WRITTEN INSTRUCTION = Set down exactly the lines from the one containing "Objective — one point per instance of the rocky" through the end of the records below, both included, and nothing else.

PROVIDED INFORMATION =

>> start

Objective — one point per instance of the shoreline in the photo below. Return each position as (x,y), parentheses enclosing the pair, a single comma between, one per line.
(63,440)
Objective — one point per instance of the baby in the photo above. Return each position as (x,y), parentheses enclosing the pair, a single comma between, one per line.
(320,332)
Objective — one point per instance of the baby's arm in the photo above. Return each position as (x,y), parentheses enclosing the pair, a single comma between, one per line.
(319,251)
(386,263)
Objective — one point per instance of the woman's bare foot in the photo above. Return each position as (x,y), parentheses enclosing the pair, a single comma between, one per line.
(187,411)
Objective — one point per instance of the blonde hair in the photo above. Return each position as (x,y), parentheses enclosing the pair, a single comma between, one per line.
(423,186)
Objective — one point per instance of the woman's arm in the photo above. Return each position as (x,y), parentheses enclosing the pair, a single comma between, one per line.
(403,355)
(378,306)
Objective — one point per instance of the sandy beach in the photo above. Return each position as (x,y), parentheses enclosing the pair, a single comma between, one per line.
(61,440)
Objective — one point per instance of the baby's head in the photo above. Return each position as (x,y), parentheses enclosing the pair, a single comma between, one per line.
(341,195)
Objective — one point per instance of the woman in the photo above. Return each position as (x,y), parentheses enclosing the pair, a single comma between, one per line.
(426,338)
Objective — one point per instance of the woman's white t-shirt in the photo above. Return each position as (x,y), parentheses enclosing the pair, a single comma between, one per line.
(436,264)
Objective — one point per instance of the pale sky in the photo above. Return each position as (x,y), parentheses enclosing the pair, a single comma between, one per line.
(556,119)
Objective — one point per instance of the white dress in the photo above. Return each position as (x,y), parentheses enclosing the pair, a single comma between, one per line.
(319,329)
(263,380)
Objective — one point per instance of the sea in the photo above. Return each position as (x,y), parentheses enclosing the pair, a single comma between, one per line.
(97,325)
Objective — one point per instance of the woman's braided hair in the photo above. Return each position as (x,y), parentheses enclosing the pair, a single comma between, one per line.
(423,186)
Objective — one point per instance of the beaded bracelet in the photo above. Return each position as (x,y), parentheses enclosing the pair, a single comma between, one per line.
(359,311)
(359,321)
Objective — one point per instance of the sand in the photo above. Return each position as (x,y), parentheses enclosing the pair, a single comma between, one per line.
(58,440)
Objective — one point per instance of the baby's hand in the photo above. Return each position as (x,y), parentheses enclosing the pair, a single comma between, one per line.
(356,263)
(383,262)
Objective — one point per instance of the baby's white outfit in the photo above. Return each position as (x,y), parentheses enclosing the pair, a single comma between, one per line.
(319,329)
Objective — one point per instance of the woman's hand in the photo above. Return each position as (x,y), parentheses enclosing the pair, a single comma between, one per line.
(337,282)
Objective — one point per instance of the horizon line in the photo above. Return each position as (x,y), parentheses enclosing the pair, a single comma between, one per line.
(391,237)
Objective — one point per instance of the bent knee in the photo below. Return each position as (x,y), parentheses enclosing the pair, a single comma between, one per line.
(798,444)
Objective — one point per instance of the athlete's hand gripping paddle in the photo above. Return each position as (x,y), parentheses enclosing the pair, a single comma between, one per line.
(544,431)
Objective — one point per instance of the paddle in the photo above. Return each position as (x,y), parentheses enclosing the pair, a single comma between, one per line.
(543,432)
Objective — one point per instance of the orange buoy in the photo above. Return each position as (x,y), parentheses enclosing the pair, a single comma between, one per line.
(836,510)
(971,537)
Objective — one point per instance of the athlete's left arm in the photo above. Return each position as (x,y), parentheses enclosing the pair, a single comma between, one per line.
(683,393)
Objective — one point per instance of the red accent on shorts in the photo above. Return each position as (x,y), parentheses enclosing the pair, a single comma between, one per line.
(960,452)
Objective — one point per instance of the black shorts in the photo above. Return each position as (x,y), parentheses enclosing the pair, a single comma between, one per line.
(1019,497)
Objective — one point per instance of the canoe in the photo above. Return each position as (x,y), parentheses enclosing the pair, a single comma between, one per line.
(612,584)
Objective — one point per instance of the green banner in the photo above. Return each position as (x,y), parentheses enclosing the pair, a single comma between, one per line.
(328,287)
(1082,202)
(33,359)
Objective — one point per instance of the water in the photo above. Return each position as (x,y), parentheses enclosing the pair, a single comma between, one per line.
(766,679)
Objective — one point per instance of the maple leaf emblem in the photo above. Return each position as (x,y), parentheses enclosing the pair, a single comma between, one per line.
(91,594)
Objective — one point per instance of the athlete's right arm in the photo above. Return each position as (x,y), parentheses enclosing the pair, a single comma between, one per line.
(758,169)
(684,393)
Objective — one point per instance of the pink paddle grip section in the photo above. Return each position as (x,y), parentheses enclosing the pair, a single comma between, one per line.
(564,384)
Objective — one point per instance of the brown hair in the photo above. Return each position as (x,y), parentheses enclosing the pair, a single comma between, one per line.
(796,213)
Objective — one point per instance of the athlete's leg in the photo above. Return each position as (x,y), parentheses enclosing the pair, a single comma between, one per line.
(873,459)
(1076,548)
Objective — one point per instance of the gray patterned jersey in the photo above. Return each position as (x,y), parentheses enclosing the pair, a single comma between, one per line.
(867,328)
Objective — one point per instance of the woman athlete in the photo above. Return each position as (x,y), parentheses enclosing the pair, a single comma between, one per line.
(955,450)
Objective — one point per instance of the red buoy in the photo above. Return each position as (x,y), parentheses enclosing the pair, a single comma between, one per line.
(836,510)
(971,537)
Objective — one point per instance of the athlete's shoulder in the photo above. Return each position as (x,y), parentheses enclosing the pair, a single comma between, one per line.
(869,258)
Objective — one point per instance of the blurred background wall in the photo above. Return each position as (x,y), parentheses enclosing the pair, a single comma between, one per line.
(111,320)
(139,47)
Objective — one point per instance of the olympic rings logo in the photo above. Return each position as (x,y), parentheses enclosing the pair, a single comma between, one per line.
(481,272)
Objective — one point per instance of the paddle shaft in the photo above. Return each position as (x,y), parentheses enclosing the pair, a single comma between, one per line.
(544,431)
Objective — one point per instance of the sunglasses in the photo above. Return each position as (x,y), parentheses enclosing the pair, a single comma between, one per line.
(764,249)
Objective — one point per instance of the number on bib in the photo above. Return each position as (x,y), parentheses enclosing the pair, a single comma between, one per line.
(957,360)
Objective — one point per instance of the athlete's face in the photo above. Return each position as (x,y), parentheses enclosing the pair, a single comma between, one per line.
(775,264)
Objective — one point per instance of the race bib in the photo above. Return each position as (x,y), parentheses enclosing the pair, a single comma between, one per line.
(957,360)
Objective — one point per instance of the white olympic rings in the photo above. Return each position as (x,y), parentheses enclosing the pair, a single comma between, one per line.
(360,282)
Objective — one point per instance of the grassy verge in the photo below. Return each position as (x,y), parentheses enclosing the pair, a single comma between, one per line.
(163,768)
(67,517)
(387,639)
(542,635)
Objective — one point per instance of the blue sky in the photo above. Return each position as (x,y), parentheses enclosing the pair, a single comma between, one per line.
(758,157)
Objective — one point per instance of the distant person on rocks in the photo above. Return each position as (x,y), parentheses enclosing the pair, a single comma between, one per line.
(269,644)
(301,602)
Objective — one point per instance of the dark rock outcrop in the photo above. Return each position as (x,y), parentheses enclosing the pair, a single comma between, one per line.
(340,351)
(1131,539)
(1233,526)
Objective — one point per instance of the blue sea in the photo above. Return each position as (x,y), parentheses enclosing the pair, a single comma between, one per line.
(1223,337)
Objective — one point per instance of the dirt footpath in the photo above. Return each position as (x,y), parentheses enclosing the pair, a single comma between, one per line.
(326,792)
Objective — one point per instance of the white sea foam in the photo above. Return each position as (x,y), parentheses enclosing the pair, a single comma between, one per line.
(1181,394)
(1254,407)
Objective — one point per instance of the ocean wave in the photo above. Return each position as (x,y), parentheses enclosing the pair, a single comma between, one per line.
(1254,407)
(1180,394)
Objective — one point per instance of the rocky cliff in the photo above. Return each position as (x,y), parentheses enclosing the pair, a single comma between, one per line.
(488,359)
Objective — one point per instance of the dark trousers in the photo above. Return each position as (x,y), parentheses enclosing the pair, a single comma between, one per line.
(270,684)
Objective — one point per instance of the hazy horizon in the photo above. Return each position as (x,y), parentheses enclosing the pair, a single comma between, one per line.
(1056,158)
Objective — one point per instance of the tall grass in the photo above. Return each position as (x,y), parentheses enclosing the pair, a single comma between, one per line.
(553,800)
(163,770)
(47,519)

>> end

RESULT FOR THIS EXERCISE =
Objective — one point per instance of the rocky cliff in the photo above. Return each position as (x,y), parentheses enclosing the pair, a single comma between, one per line.
(488,359)
Objective — one point per instance of the dark trousers in the photo above. Return each position as (x,y), parentheses enclosing the pair, a single comma between, one per line.
(270,684)
Objective — one point per instance of the hazy horizon in the photo above. Return each position as (x,y), parentheses enclosing the pair, a single comma between, one per line.
(1056,158)
Objective — one point per instance of the tall grass in the photo above. Return each position as (x,y), parentheses enclosing the pair, a single comma between, one per line.
(553,800)
(163,770)
(47,519)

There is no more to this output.